Supplied records:
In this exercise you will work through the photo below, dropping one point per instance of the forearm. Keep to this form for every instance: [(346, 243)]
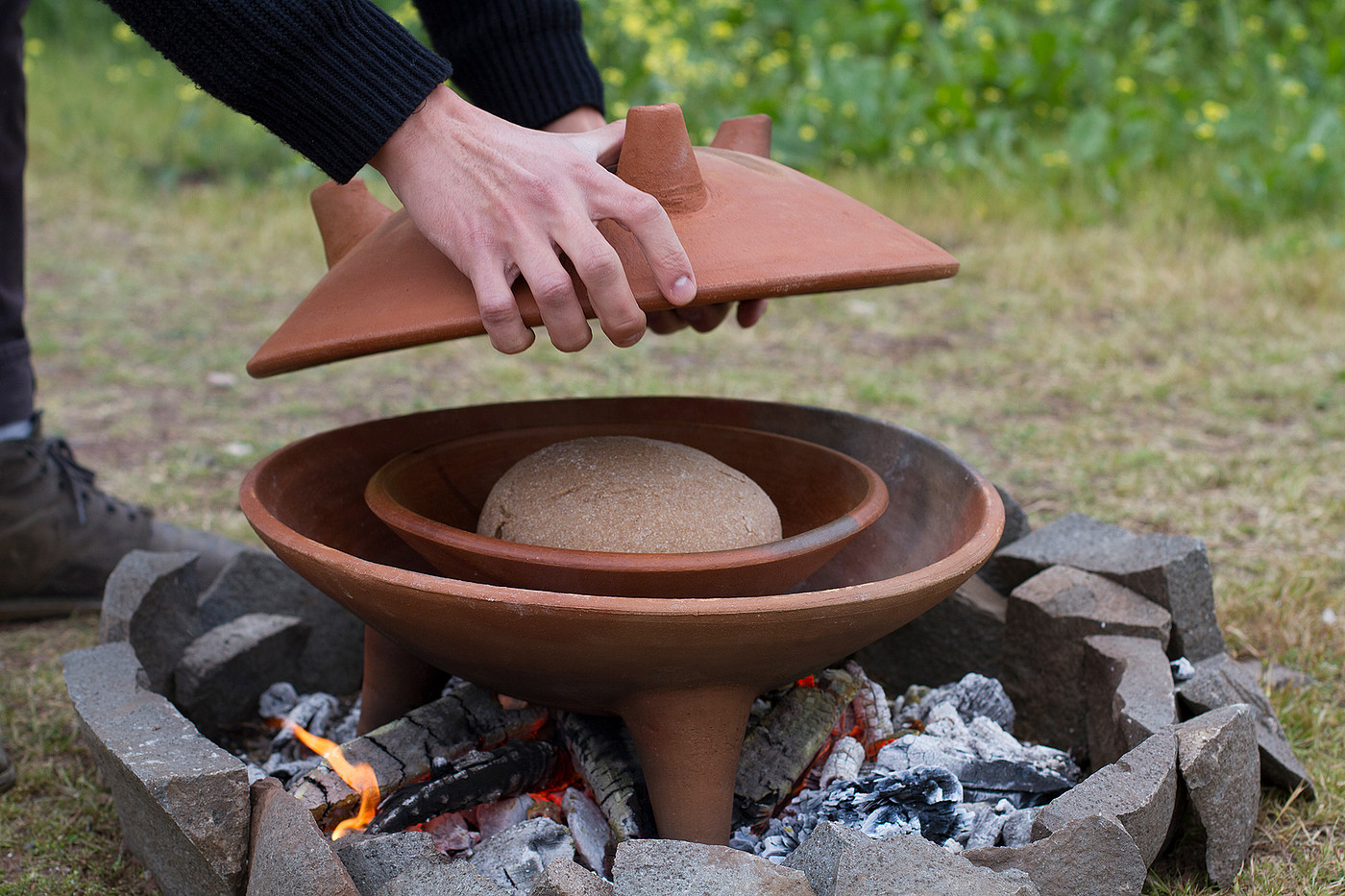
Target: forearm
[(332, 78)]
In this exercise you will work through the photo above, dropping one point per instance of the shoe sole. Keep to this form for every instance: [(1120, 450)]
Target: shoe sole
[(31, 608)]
--
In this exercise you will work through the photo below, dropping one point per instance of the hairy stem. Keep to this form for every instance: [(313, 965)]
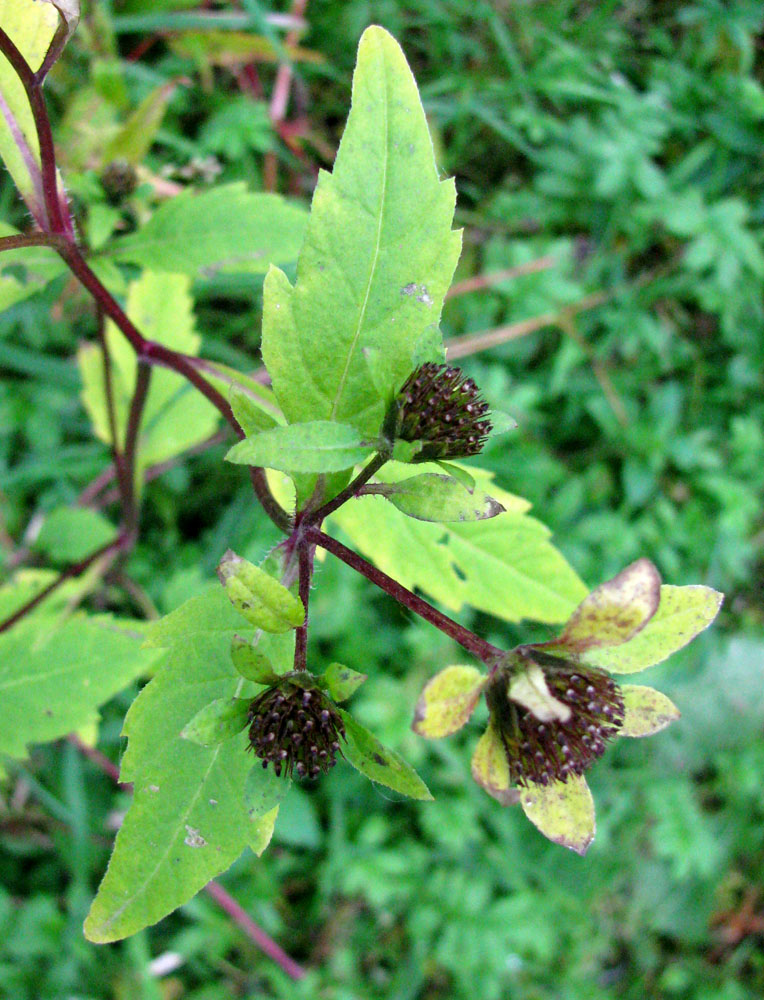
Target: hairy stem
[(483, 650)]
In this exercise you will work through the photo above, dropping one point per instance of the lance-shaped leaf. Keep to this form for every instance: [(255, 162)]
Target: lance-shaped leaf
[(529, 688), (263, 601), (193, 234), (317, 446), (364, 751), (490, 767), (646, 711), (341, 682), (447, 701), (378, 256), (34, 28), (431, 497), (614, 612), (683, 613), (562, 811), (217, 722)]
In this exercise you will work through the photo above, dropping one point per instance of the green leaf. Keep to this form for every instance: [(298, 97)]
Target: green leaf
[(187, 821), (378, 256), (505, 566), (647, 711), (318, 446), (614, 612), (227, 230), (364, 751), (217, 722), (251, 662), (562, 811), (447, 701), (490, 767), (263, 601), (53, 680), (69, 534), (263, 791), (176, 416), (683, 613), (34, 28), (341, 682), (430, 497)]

Set exercise:
Identify each line in the rows above that contains the string "green", and copy every such line in full.

Exercise solution:
In this exercise you will work through the photo above, dropping one point per instance of the green leaf. Keep to this form for every instance: [(298, 97)]
Target: green leaf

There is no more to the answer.